(begin)
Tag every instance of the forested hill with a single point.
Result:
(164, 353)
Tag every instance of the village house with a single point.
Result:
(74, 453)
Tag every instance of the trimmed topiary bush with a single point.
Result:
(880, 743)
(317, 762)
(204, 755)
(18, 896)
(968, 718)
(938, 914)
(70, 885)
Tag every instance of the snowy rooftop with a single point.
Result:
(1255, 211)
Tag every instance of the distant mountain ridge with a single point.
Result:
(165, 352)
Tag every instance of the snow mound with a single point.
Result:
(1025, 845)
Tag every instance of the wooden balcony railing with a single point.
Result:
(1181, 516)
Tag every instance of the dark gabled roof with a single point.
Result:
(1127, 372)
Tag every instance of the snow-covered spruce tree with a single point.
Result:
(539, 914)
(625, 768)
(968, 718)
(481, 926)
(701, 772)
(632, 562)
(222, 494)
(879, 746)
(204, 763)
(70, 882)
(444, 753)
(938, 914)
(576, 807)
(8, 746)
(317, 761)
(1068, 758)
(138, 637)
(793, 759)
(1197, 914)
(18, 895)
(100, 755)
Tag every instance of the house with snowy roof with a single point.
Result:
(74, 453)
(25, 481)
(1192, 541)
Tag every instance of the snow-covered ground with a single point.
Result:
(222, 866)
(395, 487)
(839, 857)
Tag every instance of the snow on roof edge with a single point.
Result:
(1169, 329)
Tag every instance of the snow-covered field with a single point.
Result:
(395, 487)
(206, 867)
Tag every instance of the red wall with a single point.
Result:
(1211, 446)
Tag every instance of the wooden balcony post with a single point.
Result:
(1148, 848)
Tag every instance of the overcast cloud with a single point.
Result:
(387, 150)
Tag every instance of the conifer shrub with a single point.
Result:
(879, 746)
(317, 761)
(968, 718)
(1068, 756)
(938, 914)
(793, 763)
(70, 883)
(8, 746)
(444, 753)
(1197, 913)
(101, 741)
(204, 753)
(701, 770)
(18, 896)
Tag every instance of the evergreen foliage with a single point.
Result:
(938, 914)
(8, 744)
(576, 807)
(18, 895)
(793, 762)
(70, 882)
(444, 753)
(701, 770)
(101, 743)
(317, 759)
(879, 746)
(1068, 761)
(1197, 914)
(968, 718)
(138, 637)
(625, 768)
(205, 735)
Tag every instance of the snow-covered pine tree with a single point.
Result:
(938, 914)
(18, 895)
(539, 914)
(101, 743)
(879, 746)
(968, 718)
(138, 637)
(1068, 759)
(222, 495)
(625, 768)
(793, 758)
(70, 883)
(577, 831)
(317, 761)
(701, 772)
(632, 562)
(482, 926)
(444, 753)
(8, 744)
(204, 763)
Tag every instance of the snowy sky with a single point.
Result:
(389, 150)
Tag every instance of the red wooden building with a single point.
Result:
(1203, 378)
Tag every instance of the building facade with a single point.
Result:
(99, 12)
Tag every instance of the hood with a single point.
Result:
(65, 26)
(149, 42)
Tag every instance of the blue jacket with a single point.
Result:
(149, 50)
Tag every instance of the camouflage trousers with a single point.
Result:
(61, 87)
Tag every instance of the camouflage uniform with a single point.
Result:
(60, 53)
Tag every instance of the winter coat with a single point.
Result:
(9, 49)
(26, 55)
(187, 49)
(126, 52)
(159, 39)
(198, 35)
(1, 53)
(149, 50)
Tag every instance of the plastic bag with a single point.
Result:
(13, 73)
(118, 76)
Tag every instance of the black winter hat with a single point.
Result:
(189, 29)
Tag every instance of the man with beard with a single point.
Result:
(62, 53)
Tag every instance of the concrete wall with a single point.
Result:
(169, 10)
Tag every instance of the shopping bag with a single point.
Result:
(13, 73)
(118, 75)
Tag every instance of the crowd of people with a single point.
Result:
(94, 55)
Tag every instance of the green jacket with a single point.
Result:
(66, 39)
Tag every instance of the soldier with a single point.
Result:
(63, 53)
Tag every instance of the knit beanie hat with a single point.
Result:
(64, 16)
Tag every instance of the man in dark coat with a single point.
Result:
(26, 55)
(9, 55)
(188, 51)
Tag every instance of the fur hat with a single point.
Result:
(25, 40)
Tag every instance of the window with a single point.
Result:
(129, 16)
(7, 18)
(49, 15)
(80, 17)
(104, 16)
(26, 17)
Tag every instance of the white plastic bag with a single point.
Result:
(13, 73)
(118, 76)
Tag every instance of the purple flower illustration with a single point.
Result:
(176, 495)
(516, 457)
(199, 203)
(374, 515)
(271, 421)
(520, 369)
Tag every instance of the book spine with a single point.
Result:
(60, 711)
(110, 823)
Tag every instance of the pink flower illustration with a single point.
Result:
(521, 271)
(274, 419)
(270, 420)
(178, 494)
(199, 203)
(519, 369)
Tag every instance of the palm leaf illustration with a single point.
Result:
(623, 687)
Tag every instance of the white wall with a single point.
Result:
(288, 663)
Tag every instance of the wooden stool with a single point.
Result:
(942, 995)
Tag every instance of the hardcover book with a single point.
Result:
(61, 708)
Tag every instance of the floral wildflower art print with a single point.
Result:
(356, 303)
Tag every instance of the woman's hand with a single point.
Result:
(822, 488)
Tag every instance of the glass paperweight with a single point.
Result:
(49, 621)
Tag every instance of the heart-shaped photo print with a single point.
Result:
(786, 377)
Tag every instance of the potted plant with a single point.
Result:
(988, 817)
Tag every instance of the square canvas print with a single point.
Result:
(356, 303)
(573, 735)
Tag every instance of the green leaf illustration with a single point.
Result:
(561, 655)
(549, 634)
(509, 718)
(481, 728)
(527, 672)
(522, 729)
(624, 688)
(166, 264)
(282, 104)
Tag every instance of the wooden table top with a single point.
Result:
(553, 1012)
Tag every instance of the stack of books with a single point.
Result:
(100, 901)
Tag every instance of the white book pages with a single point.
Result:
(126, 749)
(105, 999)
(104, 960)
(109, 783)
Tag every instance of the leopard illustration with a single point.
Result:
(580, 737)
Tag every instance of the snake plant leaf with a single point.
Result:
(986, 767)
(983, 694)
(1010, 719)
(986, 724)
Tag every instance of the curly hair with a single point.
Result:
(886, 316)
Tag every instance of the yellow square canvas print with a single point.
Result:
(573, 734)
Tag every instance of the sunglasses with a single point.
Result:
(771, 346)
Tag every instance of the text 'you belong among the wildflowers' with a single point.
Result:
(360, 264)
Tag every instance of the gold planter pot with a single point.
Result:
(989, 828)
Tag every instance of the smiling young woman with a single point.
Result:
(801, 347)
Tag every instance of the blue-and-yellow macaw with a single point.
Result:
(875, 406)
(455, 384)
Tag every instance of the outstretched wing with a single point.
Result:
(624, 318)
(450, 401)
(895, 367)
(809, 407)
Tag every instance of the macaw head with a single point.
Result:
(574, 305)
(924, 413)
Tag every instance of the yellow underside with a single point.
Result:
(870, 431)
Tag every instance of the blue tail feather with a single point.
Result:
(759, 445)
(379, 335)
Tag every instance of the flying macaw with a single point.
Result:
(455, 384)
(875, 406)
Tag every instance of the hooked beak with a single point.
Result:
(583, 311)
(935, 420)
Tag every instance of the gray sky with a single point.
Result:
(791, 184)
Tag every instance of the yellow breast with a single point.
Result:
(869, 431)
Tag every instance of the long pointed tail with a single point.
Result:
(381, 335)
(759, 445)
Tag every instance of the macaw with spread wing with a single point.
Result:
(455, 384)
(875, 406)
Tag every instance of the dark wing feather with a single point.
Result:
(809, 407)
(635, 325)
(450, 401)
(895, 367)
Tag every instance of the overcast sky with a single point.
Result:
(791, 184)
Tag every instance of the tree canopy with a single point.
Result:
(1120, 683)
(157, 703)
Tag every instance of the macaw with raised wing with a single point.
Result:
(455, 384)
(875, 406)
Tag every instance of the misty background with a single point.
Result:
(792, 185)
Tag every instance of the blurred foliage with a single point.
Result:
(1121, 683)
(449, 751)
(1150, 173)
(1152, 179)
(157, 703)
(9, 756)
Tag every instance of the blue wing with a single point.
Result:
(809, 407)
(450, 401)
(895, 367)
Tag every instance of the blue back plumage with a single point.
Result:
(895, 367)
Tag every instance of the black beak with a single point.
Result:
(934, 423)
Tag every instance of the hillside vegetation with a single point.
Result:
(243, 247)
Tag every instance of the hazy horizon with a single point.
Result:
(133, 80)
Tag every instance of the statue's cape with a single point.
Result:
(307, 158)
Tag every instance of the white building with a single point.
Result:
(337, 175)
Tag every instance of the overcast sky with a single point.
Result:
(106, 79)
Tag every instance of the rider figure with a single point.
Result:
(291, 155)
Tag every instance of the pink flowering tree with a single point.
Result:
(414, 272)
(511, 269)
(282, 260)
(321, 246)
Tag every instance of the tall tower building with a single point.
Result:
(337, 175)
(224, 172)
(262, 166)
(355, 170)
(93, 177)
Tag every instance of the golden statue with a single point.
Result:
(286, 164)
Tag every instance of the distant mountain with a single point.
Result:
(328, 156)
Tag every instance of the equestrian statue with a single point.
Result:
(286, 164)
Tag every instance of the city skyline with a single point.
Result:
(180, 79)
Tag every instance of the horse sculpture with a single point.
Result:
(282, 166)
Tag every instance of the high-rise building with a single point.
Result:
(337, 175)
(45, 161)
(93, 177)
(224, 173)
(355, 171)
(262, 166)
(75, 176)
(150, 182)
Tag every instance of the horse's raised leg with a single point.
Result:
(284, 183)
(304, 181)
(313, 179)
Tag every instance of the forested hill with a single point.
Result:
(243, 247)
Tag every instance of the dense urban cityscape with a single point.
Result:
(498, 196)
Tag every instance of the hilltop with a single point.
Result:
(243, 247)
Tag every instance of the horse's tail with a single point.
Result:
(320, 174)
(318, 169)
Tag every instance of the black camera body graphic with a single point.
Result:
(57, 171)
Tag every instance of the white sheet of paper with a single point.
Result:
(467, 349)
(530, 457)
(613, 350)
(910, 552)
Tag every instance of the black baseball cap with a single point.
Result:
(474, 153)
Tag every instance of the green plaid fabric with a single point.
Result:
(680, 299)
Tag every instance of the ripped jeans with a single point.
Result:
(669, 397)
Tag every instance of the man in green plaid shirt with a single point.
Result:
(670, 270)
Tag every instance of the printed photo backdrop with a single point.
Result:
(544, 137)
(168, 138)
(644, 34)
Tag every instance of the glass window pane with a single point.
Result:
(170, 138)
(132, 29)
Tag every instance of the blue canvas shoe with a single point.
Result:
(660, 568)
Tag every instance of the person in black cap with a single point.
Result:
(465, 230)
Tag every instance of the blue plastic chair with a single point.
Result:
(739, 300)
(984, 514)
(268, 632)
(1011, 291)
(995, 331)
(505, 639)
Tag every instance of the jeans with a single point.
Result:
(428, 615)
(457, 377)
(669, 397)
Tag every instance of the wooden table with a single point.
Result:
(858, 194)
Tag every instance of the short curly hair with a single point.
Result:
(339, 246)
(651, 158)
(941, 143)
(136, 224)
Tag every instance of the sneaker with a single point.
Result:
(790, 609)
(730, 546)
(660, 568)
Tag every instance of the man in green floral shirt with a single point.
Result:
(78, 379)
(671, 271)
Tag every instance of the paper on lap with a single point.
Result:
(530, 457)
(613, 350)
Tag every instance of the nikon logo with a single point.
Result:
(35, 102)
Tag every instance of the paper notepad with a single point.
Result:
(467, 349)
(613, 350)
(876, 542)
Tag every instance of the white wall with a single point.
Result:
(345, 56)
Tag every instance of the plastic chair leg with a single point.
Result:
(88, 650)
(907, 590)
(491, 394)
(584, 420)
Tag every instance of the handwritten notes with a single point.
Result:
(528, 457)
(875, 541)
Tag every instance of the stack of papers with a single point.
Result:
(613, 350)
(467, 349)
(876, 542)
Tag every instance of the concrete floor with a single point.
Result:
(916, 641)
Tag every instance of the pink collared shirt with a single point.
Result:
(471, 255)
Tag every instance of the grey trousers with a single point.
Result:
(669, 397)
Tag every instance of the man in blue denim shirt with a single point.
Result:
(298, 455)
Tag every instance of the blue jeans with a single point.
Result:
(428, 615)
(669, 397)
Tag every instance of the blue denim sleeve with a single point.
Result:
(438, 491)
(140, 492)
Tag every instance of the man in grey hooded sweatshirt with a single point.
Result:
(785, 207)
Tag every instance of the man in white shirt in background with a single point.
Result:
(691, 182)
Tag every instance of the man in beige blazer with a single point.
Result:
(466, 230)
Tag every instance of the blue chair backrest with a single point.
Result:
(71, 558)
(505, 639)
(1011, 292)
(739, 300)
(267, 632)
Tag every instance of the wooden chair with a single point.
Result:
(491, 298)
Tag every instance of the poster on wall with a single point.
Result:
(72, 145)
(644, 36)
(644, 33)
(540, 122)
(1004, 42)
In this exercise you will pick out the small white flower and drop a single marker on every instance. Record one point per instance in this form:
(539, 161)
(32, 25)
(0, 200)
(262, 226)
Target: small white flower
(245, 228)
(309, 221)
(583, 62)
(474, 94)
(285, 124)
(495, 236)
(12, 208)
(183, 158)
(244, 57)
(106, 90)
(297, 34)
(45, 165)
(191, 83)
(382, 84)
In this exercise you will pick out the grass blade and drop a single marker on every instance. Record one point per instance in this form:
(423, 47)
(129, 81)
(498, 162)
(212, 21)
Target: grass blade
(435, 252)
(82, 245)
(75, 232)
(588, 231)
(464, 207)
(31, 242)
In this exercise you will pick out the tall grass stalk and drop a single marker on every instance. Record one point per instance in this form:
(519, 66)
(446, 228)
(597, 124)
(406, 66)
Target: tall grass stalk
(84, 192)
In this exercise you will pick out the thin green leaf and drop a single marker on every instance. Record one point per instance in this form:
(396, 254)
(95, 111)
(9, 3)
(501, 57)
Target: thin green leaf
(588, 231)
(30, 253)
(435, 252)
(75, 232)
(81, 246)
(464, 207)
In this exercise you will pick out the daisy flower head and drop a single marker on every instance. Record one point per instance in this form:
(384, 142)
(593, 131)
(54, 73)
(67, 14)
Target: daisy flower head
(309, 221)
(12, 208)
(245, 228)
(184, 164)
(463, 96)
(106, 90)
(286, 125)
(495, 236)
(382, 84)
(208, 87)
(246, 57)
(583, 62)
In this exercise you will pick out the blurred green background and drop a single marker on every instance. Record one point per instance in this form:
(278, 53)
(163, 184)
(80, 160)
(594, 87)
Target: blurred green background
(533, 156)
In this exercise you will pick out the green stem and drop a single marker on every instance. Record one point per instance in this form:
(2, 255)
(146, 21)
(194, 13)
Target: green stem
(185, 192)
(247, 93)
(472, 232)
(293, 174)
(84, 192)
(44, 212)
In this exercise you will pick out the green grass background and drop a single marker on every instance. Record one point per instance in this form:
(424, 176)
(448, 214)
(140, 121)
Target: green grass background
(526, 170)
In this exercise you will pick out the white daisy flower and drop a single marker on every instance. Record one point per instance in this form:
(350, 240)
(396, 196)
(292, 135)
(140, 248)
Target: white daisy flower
(end)
- **The request**: Rewrite the data from its first line through the line containing "(1127, 372)", swapping "village house" for "farmhouse" and keeping everything else unchanged.

- **The response**:
Tag every instance of the forested hill with a single point.
Result:
(164, 353)
Tag every instance of the farmhouse with a single point.
Result:
(74, 453)
Tag every instance of the trimmed topiary bush with a single point.
Result:
(880, 743)
(317, 762)
(204, 755)
(18, 896)
(968, 718)
(938, 914)
(70, 885)
Tag every instance of the snowy rooftop with a single point.
Result:
(1255, 211)
Tag every instance of the distant mountain ridge with a single point.
Result:
(165, 352)
Tag every instance of the snow mound with a single point.
Result:
(1025, 845)
Tag every instance of the wooden balcony railing with a single point.
Result:
(1181, 516)
Tag every instance of the dark gabled roof with a single point.
Result:
(1127, 372)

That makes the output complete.